*Document segment:*
_ _ _
You are describing the process of transition, when you take stock of your past experiences in light of what you imagine may lie ahead. It is important to put this into perspective, rather than have absolute or ‘all or nothing’ thoughts about this process.

Understand that going through a transition to a new stage in your life close relationships will change and feel a bit
uncertain; this is part of an ending in one stage and a new beginning. Try not to get too anxious, panicky or attempt to make new friends as you say ‘immediately to make up for’ old friends. Don’t put too much pressure or expectations on yourself and others to prematurely become ‘best friends’.

This usually takes time. Impossibly high expectations would destroy the spontaneity needed to get to know new people who may go onto become friends. Most of the other new students will feel the same and will want to meet and get to know as many new and exciting people as possible. Over time those people who will become your new friends will naturally emerge. However, don’t try to ‘replace’ your old friends or compare those you are just getting to know with those who have known you for a long time and probably shared lots of experiences. That is an unfair comparison. Making new friends is not a betrayal of old ones, just an acknowledgment that you are expanding your life experience. Although, it may mean the nature and ‘rituals’ of your old friendships may change. In most cases it makes life more interesting when you meet up again with old friends to then share your new experiences and new friends together.

I am entering my 3rd and final year at Oxford and am really worried about what to do when I finish. I feel totally unprepared for the real world beyond the Oxford bubble. What’s more I fear that my worries will affect my academic performance in my Finals.

OUT IN THE REAL WORLD

Dear Out in the Real World,
The transition from formal education is a significant one. Up to now your academic career has been mapped out for you, and you have felt in control. Now, faced with the uncertainly of the future, you may well feel that things are beyond your control. Anxieties at any transition are natural, and widely held, indeed if you had no concerns, I would suspect some unhelpful denial might be around. It is important to confront these feelings, which you may have postponed up to now. If you do not they may unwittingly undermine your best efforts. For example, a way of not facing important changes is to fail in your transitional task, i.e. your Finals. As if, somehow by not succeeding we cannot progress. Of course this would be counterproductive. Fear of what comes after university lies behind a lot of students’ decisions to continue studying, and for many, this is appropriate. There may be a wish at some level to defer maturation. The important thing is to consider all of your feelings behind the choices you have to make. To this end, it is important to discuss how you feel with those you trust: friends, family, tutors etc.

Take your time to make your decisions, just because others seem to know exactly what they are doing and are beginning their careers, it does not mean you have to. It is far more important to consider what is right for you. You have over forty years of work before you. Beginning something for the sake of feeling you have to do something, would be to do it for the wrong reasons.
Your new independence will be characterised by you making your own decisions (with guidance from others if necessary), so it is important to consider what is right for you. Remember you will have had an Oxford education, which will afford you more choices, and whilst that can be more anxiety-provoking, ultimately you are favourably positioned to pursue your chosen path.
_ _ _
*Extracted data:*

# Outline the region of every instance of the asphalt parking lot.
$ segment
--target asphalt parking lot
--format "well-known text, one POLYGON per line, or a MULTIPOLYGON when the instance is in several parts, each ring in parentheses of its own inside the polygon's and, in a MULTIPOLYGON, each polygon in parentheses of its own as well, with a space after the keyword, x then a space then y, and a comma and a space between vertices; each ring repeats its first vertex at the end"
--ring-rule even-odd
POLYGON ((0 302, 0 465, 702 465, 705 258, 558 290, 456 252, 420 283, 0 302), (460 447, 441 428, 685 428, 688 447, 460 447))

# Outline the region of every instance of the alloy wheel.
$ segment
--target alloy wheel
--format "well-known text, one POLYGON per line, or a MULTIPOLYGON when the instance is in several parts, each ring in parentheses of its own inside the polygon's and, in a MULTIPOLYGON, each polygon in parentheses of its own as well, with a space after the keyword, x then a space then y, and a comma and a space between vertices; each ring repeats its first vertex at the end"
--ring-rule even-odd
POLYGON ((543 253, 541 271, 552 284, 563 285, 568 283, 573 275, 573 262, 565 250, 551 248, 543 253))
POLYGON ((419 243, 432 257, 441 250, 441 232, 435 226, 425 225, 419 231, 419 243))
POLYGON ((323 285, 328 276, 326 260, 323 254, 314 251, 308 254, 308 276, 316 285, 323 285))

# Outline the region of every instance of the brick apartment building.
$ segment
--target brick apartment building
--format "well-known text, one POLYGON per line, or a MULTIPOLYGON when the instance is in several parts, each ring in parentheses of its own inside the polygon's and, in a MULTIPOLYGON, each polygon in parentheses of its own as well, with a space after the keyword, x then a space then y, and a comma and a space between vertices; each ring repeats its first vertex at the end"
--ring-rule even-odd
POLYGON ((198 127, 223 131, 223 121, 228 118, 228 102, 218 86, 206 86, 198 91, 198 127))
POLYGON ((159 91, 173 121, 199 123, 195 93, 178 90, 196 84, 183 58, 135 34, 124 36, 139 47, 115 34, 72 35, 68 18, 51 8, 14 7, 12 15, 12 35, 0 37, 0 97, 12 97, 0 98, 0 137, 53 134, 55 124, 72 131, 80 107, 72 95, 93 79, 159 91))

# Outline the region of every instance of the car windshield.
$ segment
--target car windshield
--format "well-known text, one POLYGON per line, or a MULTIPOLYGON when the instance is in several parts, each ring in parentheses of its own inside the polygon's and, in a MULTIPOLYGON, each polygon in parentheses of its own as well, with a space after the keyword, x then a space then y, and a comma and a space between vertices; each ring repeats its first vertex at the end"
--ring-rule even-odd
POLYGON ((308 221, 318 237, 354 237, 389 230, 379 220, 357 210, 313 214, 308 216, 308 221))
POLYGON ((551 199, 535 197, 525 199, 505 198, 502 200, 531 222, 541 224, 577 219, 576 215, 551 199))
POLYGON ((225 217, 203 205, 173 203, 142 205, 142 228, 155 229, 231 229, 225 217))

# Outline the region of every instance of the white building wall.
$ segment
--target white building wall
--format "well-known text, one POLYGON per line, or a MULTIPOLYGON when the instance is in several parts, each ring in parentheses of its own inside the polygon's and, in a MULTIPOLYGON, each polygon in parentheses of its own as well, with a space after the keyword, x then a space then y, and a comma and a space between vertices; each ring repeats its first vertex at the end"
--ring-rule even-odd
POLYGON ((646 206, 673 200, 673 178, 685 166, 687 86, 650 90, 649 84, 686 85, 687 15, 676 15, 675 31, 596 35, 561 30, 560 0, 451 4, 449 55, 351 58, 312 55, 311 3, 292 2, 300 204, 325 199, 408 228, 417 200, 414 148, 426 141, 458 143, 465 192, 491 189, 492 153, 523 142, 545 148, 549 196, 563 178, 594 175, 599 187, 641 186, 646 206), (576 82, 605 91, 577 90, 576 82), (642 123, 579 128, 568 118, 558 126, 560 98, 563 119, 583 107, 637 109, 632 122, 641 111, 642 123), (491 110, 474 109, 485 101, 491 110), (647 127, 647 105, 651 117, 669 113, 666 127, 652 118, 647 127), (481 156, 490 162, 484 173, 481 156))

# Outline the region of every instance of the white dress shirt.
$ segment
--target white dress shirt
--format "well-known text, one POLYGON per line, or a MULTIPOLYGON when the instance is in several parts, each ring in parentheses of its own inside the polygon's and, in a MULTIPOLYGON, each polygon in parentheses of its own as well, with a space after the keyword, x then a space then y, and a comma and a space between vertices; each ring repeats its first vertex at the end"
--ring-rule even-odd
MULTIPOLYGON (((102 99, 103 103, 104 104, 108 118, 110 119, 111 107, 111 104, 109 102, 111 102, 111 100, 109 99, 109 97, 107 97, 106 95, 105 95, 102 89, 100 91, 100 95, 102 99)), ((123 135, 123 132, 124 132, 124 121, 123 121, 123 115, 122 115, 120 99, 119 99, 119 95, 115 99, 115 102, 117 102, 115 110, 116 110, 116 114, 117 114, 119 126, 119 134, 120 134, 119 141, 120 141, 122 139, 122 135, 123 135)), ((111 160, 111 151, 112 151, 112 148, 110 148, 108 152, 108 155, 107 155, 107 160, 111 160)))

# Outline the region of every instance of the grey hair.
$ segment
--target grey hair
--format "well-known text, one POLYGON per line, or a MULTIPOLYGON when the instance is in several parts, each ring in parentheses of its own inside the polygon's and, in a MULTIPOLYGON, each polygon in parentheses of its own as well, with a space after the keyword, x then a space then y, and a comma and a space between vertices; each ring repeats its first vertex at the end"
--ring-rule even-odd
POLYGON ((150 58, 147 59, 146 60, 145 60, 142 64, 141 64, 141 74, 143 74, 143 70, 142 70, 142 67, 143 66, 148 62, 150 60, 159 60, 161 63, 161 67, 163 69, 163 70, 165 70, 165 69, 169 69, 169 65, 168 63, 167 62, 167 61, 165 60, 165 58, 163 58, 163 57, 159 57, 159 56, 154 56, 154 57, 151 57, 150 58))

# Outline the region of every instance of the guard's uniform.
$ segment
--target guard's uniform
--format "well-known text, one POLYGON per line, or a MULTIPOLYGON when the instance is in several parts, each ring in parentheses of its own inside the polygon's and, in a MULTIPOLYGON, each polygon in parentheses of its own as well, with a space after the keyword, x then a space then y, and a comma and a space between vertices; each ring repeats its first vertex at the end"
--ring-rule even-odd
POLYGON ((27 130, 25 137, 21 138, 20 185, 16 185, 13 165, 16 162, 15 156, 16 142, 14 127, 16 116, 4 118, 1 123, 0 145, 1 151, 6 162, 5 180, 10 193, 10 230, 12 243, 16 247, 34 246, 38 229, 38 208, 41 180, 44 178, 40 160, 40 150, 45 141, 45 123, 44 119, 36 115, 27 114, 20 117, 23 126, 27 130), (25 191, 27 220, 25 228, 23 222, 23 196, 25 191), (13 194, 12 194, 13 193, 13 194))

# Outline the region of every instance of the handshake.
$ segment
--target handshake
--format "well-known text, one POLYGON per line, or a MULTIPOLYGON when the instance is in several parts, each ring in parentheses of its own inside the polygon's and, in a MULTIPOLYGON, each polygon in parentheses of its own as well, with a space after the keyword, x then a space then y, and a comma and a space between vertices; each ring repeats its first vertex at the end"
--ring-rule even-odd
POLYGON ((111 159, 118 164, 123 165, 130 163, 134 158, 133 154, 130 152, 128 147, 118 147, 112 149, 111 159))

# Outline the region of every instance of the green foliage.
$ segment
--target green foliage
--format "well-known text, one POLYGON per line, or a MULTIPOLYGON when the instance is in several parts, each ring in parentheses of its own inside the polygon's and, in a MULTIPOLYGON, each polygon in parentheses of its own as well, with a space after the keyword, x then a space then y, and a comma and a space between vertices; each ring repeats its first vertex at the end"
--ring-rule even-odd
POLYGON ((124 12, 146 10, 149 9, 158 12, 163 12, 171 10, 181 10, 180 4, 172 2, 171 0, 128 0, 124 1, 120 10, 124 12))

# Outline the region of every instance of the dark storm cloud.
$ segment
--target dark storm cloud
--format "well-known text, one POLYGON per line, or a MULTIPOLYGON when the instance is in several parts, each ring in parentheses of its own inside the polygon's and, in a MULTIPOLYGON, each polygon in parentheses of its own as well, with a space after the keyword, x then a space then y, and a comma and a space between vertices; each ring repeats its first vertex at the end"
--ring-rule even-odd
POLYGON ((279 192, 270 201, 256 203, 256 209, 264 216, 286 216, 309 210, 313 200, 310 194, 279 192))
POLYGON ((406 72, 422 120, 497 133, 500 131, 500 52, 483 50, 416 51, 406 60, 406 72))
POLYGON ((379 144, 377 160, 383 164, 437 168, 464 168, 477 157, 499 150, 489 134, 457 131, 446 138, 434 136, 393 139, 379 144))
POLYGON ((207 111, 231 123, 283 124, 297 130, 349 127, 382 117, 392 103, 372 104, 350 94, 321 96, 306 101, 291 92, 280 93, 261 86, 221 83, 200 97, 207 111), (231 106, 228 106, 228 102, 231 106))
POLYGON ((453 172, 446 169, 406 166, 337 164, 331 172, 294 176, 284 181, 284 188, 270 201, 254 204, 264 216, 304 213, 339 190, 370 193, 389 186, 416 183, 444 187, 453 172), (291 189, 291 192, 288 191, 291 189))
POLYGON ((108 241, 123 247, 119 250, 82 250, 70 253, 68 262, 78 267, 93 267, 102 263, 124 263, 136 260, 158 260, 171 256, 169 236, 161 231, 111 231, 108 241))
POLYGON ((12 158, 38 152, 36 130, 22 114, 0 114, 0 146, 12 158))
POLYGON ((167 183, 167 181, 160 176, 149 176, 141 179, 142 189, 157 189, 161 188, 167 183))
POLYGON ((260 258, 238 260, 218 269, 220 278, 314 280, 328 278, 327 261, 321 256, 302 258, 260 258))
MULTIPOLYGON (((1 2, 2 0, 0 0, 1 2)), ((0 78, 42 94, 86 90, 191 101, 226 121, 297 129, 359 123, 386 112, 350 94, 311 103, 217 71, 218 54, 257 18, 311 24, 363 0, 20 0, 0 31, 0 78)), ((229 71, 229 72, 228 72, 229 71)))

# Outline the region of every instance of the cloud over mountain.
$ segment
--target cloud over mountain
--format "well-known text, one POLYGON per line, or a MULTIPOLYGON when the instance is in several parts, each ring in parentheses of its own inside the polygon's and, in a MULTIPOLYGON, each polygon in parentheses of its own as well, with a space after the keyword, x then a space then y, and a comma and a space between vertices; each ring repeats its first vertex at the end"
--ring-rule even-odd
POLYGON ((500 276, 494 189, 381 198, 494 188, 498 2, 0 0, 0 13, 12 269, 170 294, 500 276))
_ _ _
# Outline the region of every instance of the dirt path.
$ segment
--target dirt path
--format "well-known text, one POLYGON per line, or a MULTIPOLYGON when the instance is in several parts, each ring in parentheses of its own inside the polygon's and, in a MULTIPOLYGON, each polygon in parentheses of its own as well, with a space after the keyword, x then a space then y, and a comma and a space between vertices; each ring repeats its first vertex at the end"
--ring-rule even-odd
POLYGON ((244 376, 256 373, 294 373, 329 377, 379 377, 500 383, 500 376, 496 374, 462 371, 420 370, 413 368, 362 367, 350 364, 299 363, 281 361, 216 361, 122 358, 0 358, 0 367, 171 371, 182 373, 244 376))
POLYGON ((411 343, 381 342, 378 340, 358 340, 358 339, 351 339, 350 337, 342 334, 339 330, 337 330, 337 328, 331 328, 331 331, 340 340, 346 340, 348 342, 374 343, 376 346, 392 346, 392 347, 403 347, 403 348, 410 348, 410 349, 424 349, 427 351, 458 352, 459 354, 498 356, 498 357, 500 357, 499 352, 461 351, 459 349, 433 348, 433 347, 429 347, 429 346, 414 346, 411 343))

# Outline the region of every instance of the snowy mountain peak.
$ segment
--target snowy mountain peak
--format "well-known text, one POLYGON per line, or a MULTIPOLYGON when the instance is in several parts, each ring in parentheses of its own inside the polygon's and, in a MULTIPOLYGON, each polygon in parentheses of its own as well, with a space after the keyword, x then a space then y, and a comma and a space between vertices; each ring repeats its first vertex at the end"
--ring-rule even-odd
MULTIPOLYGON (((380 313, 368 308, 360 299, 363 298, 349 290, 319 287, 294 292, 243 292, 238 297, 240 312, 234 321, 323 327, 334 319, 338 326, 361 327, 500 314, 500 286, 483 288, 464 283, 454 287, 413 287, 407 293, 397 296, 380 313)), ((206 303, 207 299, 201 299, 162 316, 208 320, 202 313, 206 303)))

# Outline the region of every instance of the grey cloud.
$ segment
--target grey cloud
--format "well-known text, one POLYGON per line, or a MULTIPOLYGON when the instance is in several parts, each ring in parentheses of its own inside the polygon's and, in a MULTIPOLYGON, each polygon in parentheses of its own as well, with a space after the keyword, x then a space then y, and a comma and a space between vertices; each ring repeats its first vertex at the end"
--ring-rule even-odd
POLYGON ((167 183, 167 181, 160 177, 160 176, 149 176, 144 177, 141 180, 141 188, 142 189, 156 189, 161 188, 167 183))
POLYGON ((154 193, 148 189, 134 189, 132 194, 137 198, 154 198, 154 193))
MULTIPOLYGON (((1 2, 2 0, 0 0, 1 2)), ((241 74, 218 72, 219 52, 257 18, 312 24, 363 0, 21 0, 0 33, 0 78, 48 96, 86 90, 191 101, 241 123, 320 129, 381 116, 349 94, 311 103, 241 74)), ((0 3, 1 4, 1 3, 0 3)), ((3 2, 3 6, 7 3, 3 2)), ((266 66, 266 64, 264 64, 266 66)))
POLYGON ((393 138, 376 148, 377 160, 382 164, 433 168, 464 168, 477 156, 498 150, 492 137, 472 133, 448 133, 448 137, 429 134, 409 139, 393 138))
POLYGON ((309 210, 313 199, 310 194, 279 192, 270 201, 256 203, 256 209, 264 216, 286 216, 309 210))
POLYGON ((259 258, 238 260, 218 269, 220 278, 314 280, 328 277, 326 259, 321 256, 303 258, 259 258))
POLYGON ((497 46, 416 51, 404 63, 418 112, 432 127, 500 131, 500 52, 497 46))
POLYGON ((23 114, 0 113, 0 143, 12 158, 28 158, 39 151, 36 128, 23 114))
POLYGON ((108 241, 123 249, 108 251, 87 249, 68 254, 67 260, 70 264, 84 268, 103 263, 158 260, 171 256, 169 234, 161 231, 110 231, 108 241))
_ _ _
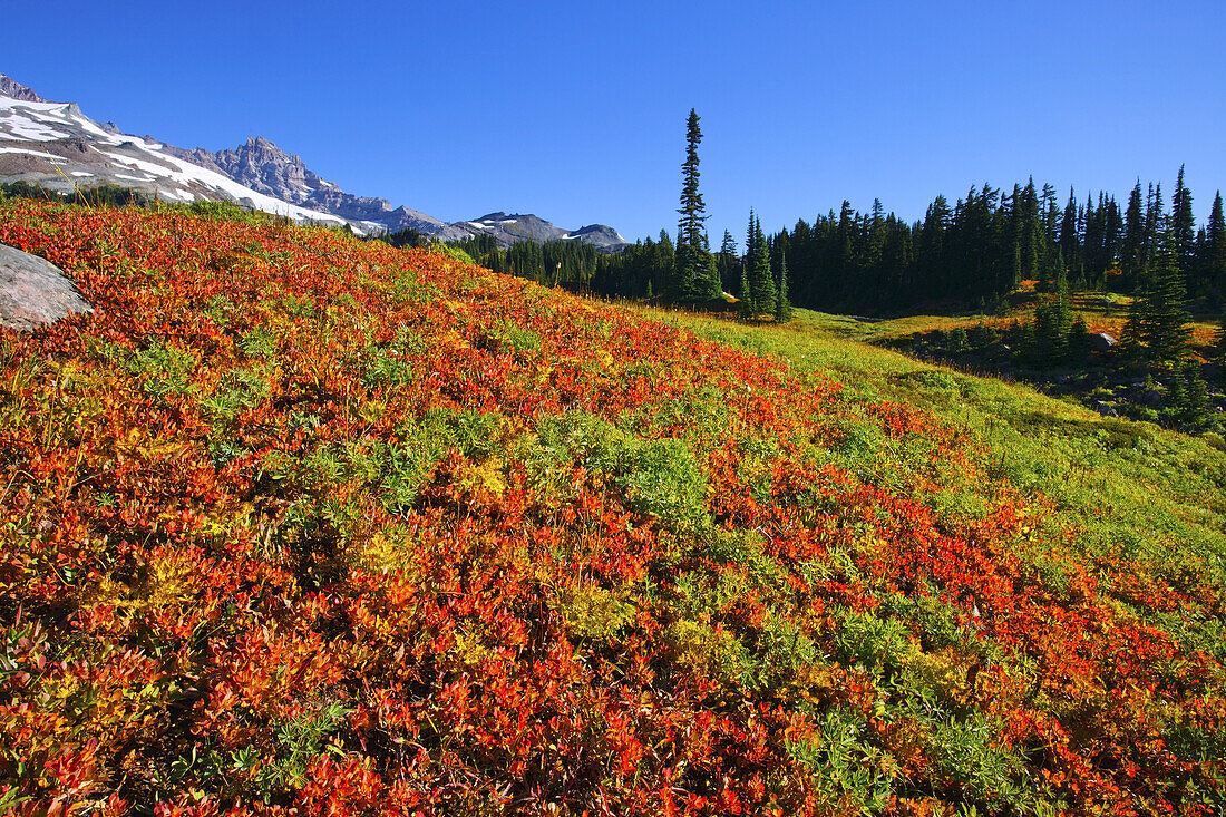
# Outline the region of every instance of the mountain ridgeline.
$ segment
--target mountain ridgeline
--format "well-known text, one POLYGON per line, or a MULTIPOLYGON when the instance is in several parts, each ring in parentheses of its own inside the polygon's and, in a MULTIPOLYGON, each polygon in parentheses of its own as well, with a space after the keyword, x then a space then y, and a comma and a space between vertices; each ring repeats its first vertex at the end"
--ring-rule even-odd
_ _ _
*Written tasks:*
**A)** Answer these questions from the advice column on life transitions:
(i) What does the column say making new friends is, instead of a betrayal of old ones?
(ii) Which year at Oxford is the letter writer signed "Out in the Real World" entering?
(iii) How many years of work does the reply say lie ahead?
**B)** Continue the advice column on life transitions after its final paragraph.

*Results of the tasks:*
**A)**
(i) An acknowledgment that you are expanding your life experience.
(ii) The 3rd and final year.
(iii) Over forty years.

**B)**
I’ve just come up to Oxford and I’m really concerned that I will not be as clever as students and that it will be reflected in my grades. Although I was at or near to the top of my class in school, everybody here seems to have been top of their class. I’m dreading feeling just average, if that.

Good Enough?

Dear Good Enough?,

This is a common fear of new Oxford undergraduates. That you have been academically exceptional may well have provided a lot of satisfaction for yourself and others. However, as you imply, not everyone can be at the top. What’s important to remember at this very significant transitional stage of your life is that often new ways of thinking and behaving have to be made to adjust to new, different circumstances.

Whatever has (allied to a natural intelligence) fuelled your academic success to this point may have to be reconsidered and new expectations of yourself put in place. For example, if you have been a perfectionist, or sought the affirmation of others (teachers, parents) and neglected other areas of personal development in your desire to be at the top, you may consider what an opportunity this is to forge more satisfactory way of being. It may be that your fears are unrealistic, and you may remain top of the class, but if they are realised, it is important to consider that this is a disappointment only if you think in terms of how you have always thought.

Achieving academic or any other kind of success is usually a gateway to another challenging level, such as moving from school to a good University. An important fact of life to come to terms with is that apart from in exceptionally rare circumstances someone else will usually be ‘above’ you in the ‘class’. That even goes for Oxford Academics and Nobel Prize winners!
Oxford will of course provide plenty of opportunity to further your academic potential, but it also provides a tremendous opportunity to develop all of your potential; personal and cultural and that striking the right balance will be the key to your success and enjoyment here. Indeed if you worry too much about your work it is paradoxically likely to undermine your academic performance.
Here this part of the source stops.